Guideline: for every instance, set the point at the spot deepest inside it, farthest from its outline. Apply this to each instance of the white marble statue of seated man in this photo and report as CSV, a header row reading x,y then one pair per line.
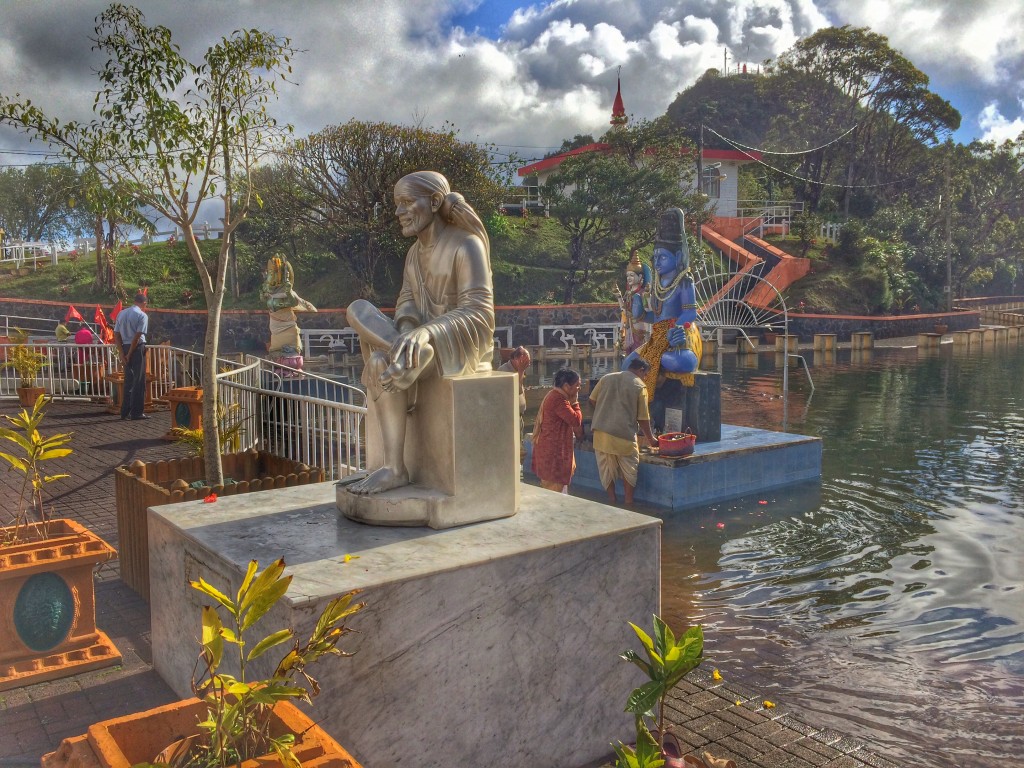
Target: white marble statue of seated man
x,y
443,320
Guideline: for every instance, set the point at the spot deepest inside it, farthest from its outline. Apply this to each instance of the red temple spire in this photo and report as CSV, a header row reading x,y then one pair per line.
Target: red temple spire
x,y
617,110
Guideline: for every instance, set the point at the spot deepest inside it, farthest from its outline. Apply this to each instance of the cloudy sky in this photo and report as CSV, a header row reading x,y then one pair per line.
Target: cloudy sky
x,y
522,76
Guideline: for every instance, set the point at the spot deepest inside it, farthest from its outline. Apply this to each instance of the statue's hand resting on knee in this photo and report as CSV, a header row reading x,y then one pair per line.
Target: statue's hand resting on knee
x,y
411,354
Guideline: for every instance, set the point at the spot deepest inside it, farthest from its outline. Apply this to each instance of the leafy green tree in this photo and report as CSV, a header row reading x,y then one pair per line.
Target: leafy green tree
x,y
611,198
735,107
337,186
38,203
172,133
862,110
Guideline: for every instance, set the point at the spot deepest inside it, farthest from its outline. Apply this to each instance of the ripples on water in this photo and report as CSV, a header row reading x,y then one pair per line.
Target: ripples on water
x,y
888,601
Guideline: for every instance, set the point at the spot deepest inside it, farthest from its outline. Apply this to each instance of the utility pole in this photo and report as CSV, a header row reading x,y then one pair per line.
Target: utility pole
x,y
700,182
949,262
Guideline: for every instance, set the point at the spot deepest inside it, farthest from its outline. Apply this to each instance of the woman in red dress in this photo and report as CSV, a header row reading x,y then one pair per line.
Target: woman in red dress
x,y
559,423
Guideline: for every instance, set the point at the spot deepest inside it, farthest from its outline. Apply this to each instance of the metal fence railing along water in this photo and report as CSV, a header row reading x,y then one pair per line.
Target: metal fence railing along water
x,y
307,418
310,419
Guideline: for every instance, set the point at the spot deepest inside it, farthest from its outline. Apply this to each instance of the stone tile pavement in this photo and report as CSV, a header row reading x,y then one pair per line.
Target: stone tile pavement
x,y
724,718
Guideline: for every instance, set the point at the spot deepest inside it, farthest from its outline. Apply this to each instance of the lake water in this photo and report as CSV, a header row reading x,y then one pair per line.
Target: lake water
x,y
888,600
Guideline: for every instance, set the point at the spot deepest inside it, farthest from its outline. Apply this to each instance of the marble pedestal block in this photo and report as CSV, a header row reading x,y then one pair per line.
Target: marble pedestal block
x,y
488,644
462,450
699,406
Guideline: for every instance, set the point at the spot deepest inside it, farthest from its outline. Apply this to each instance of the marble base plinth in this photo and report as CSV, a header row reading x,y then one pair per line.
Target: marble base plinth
x,y
495,643
744,461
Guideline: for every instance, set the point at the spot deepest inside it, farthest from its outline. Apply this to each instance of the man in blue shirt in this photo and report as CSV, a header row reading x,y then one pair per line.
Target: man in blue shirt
x,y
129,334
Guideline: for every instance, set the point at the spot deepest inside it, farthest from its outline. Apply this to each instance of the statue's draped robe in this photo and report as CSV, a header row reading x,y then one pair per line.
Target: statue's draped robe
x,y
446,290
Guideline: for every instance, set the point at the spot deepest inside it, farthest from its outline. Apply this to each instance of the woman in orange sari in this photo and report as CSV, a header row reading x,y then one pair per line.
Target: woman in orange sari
x,y
558,424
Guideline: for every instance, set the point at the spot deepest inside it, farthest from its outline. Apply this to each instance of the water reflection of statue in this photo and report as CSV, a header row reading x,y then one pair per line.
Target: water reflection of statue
x,y
278,292
443,320
635,303
674,347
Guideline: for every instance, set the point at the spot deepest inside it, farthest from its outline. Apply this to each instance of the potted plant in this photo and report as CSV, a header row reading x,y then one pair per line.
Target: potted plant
x,y
668,662
46,569
27,363
233,720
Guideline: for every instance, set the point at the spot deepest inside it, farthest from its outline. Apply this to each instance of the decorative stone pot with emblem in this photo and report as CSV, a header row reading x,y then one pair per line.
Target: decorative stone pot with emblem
x,y
47,604
186,409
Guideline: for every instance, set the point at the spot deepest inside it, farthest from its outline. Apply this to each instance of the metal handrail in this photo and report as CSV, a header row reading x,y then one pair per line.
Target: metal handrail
x,y
324,431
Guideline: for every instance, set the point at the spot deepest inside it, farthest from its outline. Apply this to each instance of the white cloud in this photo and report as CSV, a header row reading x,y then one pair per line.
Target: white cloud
x,y
551,75
996,128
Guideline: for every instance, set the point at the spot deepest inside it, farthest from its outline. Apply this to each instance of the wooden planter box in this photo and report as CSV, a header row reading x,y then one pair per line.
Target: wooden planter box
x,y
122,742
139,485
48,606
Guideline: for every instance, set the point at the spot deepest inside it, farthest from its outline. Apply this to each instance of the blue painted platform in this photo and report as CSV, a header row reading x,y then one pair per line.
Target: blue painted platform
x,y
744,461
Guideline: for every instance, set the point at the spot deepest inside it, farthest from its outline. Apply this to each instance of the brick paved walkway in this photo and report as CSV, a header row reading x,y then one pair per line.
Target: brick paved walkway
x,y
706,715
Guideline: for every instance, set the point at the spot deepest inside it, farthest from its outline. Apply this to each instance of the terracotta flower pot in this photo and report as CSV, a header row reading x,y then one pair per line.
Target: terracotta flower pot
x,y
47,604
122,742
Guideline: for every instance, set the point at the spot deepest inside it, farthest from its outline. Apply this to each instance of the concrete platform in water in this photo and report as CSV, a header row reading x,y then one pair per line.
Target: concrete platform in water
x,y
744,461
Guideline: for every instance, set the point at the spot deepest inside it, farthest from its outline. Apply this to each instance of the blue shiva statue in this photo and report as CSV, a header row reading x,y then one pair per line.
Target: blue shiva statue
x,y
674,347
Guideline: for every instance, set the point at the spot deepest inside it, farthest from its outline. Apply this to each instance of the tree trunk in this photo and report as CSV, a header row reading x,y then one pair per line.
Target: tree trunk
x,y
213,290
100,261
576,256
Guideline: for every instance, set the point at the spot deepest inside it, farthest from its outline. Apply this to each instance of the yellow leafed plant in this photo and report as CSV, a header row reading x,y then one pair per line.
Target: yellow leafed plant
x,y
30,451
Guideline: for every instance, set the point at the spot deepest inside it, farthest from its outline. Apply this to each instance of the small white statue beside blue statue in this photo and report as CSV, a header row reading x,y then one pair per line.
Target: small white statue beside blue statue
x,y
674,346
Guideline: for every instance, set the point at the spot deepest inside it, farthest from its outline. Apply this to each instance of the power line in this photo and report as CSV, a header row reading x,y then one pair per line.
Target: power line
x,y
771,152
747,151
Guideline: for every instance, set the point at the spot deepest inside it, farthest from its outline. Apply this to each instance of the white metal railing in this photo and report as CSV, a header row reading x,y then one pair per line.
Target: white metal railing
x,y
44,327
70,370
19,253
296,415
768,215
310,419
829,230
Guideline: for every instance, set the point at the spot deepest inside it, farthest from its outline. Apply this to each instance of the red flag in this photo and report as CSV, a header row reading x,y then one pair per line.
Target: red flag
x,y
105,333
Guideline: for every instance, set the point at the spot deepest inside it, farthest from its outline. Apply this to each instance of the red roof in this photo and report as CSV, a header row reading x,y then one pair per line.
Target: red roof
x,y
739,156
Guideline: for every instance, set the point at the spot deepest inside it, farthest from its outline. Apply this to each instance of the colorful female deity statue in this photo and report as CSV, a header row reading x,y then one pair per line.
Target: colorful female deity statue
x,y
675,345
286,343
635,303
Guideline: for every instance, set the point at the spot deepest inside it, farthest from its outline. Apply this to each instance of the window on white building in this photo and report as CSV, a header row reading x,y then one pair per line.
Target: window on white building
x,y
712,185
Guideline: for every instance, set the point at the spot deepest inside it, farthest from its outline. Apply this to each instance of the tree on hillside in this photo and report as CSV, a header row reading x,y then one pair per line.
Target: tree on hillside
x,y
862,110
610,199
172,133
337,187
38,203
110,213
568,144
734,107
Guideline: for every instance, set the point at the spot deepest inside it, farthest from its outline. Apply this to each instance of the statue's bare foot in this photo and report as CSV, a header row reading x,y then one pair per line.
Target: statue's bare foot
x,y
379,480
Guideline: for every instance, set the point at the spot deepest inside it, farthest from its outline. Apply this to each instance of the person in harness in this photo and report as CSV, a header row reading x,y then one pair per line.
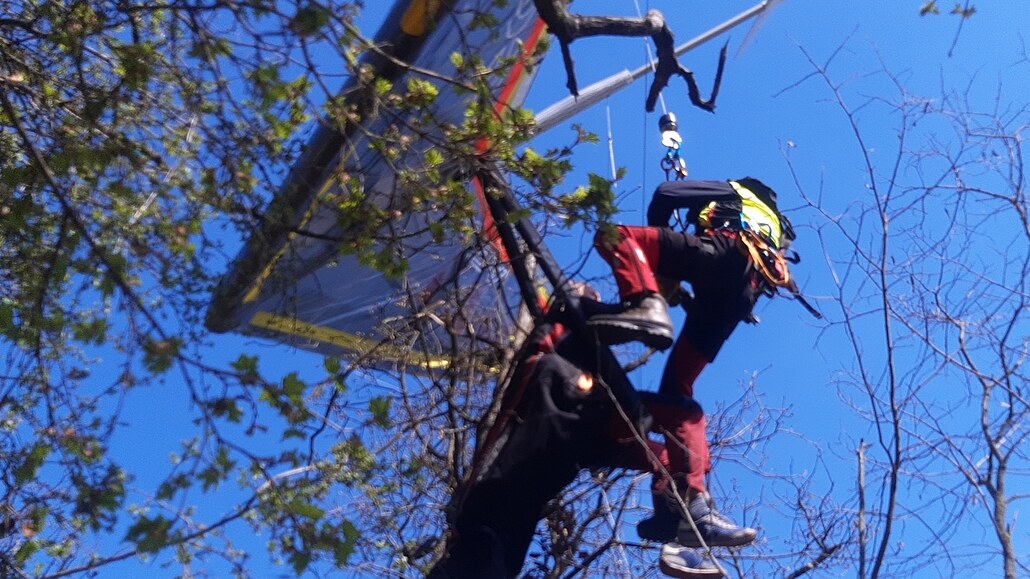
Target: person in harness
x,y
734,253
556,419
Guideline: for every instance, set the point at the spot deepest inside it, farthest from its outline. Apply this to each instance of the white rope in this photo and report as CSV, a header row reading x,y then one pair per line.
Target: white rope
x,y
611,145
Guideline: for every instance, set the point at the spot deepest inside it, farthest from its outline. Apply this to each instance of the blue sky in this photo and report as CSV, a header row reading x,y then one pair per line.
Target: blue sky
x,y
770,107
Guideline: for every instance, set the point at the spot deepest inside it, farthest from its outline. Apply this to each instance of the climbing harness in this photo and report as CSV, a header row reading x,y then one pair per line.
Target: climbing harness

========

Task statement: Where a line of the data contains the string "climbing", include it in a count, and state that count alone.

Worked solution: 2